▶ _Bounding box annotation entries_:
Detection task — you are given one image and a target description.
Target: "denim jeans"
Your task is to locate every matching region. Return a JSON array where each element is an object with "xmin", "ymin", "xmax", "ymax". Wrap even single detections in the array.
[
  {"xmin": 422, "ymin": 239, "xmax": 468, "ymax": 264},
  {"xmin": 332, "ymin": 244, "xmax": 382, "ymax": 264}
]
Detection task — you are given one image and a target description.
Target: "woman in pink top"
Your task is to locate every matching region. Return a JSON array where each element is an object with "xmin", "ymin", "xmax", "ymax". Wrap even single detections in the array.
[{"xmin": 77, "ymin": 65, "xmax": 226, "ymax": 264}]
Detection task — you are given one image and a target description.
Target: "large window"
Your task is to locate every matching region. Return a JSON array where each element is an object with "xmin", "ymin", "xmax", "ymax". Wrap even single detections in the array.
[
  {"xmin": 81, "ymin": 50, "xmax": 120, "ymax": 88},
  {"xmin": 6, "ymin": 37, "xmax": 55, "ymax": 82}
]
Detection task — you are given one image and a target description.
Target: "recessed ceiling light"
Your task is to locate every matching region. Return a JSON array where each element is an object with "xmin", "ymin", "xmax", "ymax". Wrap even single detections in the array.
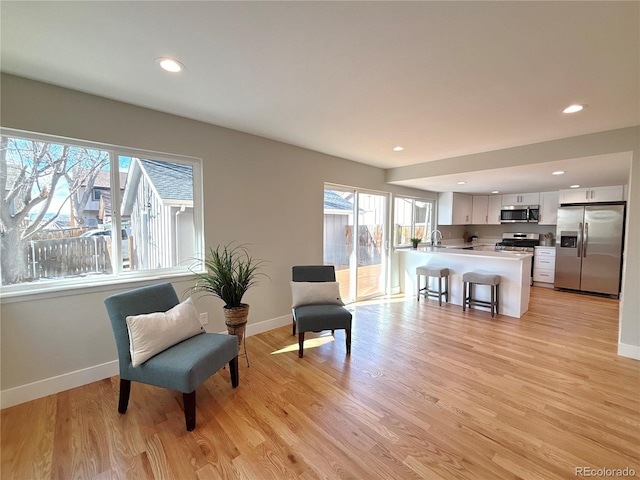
[
  {"xmin": 156, "ymin": 57, "xmax": 184, "ymax": 73},
  {"xmin": 562, "ymin": 103, "xmax": 586, "ymax": 113}
]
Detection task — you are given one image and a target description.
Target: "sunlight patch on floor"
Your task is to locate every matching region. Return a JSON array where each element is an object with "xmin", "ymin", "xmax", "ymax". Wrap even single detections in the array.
[
  {"xmin": 350, "ymin": 294, "xmax": 411, "ymax": 307},
  {"xmin": 271, "ymin": 335, "xmax": 335, "ymax": 355}
]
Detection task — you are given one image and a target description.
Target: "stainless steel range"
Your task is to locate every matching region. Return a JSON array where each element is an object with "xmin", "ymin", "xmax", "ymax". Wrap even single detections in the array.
[{"xmin": 496, "ymin": 232, "xmax": 540, "ymax": 285}]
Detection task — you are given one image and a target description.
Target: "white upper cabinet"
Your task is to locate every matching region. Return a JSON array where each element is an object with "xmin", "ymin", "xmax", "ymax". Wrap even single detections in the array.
[
  {"xmin": 560, "ymin": 185, "xmax": 624, "ymax": 203},
  {"xmin": 438, "ymin": 192, "xmax": 473, "ymax": 225},
  {"xmin": 538, "ymin": 192, "xmax": 560, "ymax": 225},
  {"xmin": 471, "ymin": 195, "xmax": 489, "ymax": 225},
  {"xmin": 487, "ymin": 195, "xmax": 502, "ymax": 225},
  {"xmin": 502, "ymin": 192, "xmax": 540, "ymax": 206},
  {"xmin": 471, "ymin": 195, "xmax": 502, "ymax": 225}
]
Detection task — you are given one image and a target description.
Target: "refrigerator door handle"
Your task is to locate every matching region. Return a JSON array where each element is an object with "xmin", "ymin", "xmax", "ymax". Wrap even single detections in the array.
[
  {"xmin": 582, "ymin": 222, "xmax": 589, "ymax": 258},
  {"xmin": 576, "ymin": 223, "xmax": 582, "ymax": 258}
]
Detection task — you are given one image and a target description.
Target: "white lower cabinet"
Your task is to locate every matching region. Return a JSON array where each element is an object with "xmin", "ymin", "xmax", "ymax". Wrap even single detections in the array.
[{"xmin": 533, "ymin": 247, "xmax": 556, "ymax": 287}]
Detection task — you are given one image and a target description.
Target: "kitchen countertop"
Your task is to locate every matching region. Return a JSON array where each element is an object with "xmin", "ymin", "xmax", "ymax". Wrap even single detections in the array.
[
  {"xmin": 396, "ymin": 244, "xmax": 533, "ymax": 318},
  {"xmin": 396, "ymin": 248, "xmax": 533, "ymax": 261}
]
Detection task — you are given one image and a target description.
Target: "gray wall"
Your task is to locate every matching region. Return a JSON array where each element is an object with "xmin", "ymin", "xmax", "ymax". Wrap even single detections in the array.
[
  {"xmin": 0, "ymin": 74, "xmax": 425, "ymax": 391},
  {"xmin": 0, "ymin": 74, "xmax": 640, "ymax": 402},
  {"xmin": 387, "ymin": 126, "xmax": 640, "ymax": 352}
]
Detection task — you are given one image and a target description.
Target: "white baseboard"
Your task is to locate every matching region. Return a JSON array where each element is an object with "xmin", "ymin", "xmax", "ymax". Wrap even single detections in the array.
[
  {"xmin": 0, "ymin": 315, "xmax": 292, "ymax": 408},
  {"xmin": 0, "ymin": 360, "xmax": 118, "ymax": 408},
  {"xmin": 618, "ymin": 343, "xmax": 640, "ymax": 360}
]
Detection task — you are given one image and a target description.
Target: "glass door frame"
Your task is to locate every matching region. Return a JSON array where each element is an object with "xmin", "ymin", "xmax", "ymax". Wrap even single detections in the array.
[{"xmin": 323, "ymin": 183, "xmax": 392, "ymax": 303}]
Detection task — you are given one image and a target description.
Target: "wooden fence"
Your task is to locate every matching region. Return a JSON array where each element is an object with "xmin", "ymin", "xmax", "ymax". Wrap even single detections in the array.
[{"xmin": 27, "ymin": 235, "xmax": 113, "ymax": 280}]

▶ _AIM OF THE EXERCISE_: Your task is to transcribe all of the records precisely, with no images included.

▶ _WORKED ANSWER_:
Detection task — you are given one image and a target description.
Target: "denim jeans"
Your task is to locate every matching region. Return a JSON array where each element is an object with "xmin", "ymin", "xmax", "ymax". Wrap even single detections in the array.
[
  {"xmin": 422, "ymin": 239, "xmax": 468, "ymax": 264},
  {"xmin": 332, "ymin": 244, "xmax": 382, "ymax": 264}
]
Detection task — you are given one image and a target description.
Target: "woman in pink top"
Your task is to locate every matching region. Return a JSON array where each element is an object with "xmin", "ymin", "xmax", "ymax". Wrap even single detections in the array.
[{"xmin": 77, "ymin": 65, "xmax": 226, "ymax": 264}]
Detection task — you are given one image and a target description.
Target: "large window"
Your task is to locate every matching region. Return a JSON array where each element is an object with "xmin", "ymin", "xmax", "ymax". Wrap even single detections in the array.
[
  {"xmin": 81, "ymin": 50, "xmax": 120, "ymax": 88},
  {"xmin": 6, "ymin": 37, "xmax": 55, "ymax": 82}
]
Detection task — you are given one image and a target description.
Target: "recessed ceiling light"
Your task is to locate every matching region. Return a JSON array where each element is an object with "xmin", "ymin", "xmax", "ymax". Wrap even single detections in the array.
[
  {"xmin": 156, "ymin": 57, "xmax": 184, "ymax": 73},
  {"xmin": 562, "ymin": 103, "xmax": 586, "ymax": 113}
]
Detection task — you are given one image and a target description.
Target: "sunlight patch on floor"
Your task is to locate every matching region. Return a JSON array where each element is an object with "xmin", "ymin", "xmax", "ymax". Wrap even single detections in the array.
[
  {"xmin": 350, "ymin": 294, "xmax": 411, "ymax": 307},
  {"xmin": 271, "ymin": 335, "xmax": 335, "ymax": 355}
]
Detection task — you are given one image and a target description.
Target: "stainless steel range"
Your task is to locate every matching region. Return a JSON array where each element is an object with "xmin", "ymin", "xmax", "ymax". Wrap even single detections in the array.
[{"xmin": 496, "ymin": 232, "xmax": 540, "ymax": 285}]
Detection task — you are given one image and a target description.
Target: "white upper cabinet"
Your task is to locate every matching region. Return a JSON array where each element is an object with "xmin", "ymin", "xmax", "ymax". Wrap even single detections in the array.
[
  {"xmin": 560, "ymin": 185, "xmax": 624, "ymax": 203},
  {"xmin": 438, "ymin": 192, "xmax": 473, "ymax": 225},
  {"xmin": 538, "ymin": 192, "xmax": 560, "ymax": 225},
  {"xmin": 471, "ymin": 195, "xmax": 489, "ymax": 225},
  {"xmin": 487, "ymin": 195, "xmax": 502, "ymax": 225},
  {"xmin": 502, "ymin": 192, "xmax": 540, "ymax": 206},
  {"xmin": 471, "ymin": 195, "xmax": 502, "ymax": 225}
]
Detection task — you are given one image and a target description.
Target: "refrigerator door handle"
Your task is to locate every matching region. Return a JSON array where each element is an object with "xmin", "ymin", "xmax", "ymax". Wrap even single detections in the array.
[
  {"xmin": 582, "ymin": 222, "xmax": 589, "ymax": 258},
  {"xmin": 576, "ymin": 223, "xmax": 582, "ymax": 258}
]
Detection task — you are given one image and a target description.
Target: "white lower cabinet"
Your task is to locate every matching region. Return a JSON array where each element is an object with "xmin", "ymin", "xmax", "ymax". Wrap even single detections in the array.
[{"xmin": 533, "ymin": 247, "xmax": 556, "ymax": 287}]
Detection task — you are given one image and a target description.
Target: "kitchen countertop"
Your task is to locate every matching region. Return a JSON array where each element is an object with "xmin", "ymin", "xmax", "ymax". Wrap even single detections in the array.
[
  {"xmin": 396, "ymin": 244, "xmax": 533, "ymax": 318},
  {"xmin": 396, "ymin": 248, "xmax": 533, "ymax": 261}
]
Detection task — you are given one image and a target description.
Target: "gray wall"
Your task is to locate every matching region. Return a JSON array where each element is an object with "xmin", "ymin", "xmax", "ymax". Wrap even single detections in the array.
[
  {"xmin": 0, "ymin": 74, "xmax": 425, "ymax": 391},
  {"xmin": 0, "ymin": 74, "xmax": 640, "ymax": 402},
  {"xmin": 387, "ymin": 126, "xmax": 640, "ymax": 352}
]
Detection task — you are given one image and a target description.
Target: "white baseboard"
Your task is to locate every matching region. Return a JSON array where each element is an object with "xmin", "ymin", "xmax", "ymax". Wrap even single detections in the array.
[
  {"xmin": 0, "ymin": 315, "xmax": 292, "ymax": 408},
  {"xmin": 0, "ymin": 360, "xmax": 118, "ymax": 408},
  {"xmin": 618, "ymin": 343, "xmax": 640, "ymax": 360}
]
Detection task — you are given one image and a target description.
Target: "glass door frame"
Your task is to locate every matching region. Return a JSON array where each element is an object with "xmin", "ymin", "xmax", "ymax". Wrap even single detections in the array.
[{"xmin": 323, "ymin": 183, "xmax": 392, "ymax": 303}]
Detection task — you are given one image and a target description.
Target: "wooden fence"
Your task is to locate every matching region. Return a JSON array where each element is an object with "xmin", "ymin", "xmax", "ymax". Wrap even single detections in the array.
[{"xmin": 27, "ymin": 235, "xmax": 113, "ymax": 280}]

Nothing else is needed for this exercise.